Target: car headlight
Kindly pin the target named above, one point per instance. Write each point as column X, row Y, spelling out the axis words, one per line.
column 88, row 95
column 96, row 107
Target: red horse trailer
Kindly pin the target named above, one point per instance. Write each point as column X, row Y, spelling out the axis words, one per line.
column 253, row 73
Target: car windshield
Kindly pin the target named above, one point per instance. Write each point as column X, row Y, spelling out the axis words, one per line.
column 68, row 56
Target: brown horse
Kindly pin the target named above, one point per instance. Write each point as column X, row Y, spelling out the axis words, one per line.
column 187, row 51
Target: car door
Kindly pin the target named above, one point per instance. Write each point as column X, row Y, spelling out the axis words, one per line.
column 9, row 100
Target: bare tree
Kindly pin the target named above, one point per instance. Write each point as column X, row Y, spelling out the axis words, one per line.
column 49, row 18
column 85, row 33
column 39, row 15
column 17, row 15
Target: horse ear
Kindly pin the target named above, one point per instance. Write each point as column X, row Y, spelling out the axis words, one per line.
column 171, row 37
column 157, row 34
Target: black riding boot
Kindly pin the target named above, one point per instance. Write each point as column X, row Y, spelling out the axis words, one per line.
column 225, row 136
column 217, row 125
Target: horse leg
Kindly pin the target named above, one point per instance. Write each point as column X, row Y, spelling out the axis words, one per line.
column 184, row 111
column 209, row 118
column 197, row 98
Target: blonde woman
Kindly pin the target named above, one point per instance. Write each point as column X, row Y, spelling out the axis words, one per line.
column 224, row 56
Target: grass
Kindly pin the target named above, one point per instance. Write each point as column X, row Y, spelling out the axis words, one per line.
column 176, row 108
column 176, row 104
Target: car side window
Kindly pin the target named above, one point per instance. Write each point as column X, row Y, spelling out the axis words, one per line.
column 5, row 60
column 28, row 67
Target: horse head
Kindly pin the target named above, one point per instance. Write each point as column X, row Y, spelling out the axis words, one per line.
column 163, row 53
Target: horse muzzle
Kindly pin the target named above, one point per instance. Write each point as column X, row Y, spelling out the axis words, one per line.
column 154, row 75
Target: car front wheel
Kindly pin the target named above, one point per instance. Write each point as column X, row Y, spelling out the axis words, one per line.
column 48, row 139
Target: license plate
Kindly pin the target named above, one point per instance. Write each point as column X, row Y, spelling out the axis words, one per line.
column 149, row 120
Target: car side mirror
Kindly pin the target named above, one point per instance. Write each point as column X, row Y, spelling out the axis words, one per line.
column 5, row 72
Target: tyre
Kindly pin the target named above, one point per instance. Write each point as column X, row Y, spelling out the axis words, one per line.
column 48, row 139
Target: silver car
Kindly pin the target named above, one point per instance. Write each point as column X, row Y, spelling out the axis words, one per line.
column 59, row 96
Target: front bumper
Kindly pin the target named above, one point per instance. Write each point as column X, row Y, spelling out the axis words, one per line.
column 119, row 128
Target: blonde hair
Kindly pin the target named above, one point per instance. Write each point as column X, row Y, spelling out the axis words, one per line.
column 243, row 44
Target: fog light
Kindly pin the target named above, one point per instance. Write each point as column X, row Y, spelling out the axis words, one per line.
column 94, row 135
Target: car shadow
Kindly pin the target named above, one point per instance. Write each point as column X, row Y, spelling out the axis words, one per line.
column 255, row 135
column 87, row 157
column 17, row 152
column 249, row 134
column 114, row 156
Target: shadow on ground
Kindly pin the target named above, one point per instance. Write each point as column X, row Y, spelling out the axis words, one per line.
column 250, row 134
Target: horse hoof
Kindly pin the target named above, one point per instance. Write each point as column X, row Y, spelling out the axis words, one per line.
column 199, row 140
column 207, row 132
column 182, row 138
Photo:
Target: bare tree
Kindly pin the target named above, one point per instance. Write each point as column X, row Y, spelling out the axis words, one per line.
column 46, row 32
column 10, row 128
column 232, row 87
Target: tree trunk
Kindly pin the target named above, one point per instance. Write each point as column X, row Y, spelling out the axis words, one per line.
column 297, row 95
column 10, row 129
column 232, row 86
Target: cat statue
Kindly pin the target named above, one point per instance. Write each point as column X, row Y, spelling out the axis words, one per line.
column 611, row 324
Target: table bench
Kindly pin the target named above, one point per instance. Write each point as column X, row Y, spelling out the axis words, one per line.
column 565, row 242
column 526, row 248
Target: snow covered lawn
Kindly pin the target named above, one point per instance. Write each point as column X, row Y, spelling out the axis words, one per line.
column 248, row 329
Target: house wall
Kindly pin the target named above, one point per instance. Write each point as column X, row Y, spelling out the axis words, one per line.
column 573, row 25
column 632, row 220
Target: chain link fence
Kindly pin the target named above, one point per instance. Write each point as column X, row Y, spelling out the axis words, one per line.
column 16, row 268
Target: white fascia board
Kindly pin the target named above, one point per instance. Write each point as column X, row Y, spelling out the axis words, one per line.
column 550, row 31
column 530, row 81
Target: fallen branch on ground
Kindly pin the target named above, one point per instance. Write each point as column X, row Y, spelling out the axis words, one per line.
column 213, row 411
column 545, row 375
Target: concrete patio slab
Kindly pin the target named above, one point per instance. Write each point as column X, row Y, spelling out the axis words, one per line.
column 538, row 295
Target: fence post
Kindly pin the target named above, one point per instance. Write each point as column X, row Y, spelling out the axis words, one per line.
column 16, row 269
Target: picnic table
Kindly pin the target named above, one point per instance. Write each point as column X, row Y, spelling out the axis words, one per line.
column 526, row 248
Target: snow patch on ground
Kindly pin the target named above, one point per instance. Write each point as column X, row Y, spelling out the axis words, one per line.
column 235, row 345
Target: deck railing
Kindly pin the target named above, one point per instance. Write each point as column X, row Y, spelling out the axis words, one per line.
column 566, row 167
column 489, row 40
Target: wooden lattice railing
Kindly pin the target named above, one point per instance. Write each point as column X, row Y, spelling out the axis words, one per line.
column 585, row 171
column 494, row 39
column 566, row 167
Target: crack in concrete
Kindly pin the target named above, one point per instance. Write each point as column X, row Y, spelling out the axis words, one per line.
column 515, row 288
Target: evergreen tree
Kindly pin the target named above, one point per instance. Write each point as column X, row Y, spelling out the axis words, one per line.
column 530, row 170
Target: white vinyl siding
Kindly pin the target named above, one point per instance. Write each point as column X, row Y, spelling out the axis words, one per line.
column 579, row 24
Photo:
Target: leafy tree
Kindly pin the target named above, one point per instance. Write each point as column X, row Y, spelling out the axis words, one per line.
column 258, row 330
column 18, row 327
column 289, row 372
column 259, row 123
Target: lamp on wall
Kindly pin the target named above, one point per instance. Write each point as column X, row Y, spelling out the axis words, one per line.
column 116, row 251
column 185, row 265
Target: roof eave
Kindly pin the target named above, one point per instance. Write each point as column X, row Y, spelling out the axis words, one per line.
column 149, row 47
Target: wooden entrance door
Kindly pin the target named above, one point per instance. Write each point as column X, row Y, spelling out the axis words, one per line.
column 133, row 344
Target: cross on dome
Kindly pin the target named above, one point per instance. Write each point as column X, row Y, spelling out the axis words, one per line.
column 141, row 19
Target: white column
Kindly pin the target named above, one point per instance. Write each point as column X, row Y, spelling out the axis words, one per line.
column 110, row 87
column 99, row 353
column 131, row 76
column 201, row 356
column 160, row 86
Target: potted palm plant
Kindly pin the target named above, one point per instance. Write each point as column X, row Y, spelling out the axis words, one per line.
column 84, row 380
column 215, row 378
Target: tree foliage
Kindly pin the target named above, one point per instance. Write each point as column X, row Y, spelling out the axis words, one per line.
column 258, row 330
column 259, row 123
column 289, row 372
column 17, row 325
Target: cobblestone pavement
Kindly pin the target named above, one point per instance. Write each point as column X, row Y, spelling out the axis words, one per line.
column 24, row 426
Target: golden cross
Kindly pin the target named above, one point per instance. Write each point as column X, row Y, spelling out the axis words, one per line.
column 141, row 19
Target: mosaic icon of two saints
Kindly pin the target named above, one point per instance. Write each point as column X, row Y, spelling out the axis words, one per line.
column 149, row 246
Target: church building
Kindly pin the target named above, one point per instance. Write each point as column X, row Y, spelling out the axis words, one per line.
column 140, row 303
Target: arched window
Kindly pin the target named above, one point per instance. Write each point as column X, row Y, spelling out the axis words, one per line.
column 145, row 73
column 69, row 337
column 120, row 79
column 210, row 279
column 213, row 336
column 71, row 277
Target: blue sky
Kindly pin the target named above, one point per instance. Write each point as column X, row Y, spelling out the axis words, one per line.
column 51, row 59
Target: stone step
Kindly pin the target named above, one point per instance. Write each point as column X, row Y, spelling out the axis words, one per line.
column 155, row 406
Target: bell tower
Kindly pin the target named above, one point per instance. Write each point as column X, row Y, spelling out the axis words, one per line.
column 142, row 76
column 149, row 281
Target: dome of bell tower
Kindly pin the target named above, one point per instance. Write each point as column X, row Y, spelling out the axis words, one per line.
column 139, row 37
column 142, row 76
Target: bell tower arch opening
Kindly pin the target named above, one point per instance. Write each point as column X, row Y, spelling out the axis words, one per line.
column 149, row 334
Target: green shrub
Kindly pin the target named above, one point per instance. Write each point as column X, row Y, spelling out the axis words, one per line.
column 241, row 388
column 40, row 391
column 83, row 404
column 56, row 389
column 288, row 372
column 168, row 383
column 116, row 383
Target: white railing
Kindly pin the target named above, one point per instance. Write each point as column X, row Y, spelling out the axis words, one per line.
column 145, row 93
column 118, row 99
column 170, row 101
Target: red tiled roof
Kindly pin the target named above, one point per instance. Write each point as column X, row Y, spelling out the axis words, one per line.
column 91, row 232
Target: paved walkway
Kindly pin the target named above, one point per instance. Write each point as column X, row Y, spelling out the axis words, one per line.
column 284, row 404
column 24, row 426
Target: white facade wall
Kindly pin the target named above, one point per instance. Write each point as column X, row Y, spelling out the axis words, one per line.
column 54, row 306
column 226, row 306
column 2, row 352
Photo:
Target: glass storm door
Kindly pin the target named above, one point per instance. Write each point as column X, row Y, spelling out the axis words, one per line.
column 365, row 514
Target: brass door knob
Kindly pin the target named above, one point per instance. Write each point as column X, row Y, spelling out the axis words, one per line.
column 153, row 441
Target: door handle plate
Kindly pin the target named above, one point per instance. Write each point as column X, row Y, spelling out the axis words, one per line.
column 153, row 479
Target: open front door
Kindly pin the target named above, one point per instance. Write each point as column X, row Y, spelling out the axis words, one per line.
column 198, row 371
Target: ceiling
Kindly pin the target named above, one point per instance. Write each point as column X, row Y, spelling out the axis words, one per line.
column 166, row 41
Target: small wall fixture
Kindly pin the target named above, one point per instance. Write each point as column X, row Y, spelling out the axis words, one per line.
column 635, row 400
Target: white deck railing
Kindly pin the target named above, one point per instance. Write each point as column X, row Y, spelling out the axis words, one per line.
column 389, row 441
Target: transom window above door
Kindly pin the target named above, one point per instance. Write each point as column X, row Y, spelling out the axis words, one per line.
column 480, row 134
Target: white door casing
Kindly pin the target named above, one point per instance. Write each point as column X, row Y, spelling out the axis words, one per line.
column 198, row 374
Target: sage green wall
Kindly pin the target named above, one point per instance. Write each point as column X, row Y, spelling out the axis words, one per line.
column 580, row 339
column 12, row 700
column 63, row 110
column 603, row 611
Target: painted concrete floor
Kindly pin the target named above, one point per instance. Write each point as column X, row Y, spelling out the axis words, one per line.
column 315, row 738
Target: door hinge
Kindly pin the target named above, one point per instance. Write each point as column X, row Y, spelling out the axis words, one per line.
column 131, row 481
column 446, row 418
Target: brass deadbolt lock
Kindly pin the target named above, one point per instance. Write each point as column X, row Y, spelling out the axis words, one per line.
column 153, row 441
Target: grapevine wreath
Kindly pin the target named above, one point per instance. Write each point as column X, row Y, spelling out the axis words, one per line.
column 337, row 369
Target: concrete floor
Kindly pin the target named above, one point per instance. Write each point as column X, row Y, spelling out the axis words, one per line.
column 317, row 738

## TASK TO COMPLETE
Output the line holding "Target: brass deadbolt lock", then every later line through the end of the records above, exactly as given and nothing else.

## THE RESULT
Target: brass deadbolt lock
Kindly pin the target named above, one point per instance. Write each point as column X, row Y, spelling out the axis words, one per line.
column 153, row 441
Target: grapevine wreath
Kindly pin the target named above, one point per instance. Write each point as column X, row Y, spelling out the axis words, one per line.
column 337, row 369
Target: concrete floor
Kindly pin the target named above, one point per instance. Write each point as column X, row Y, spelling out the axis words, one per line.
column 317, row 738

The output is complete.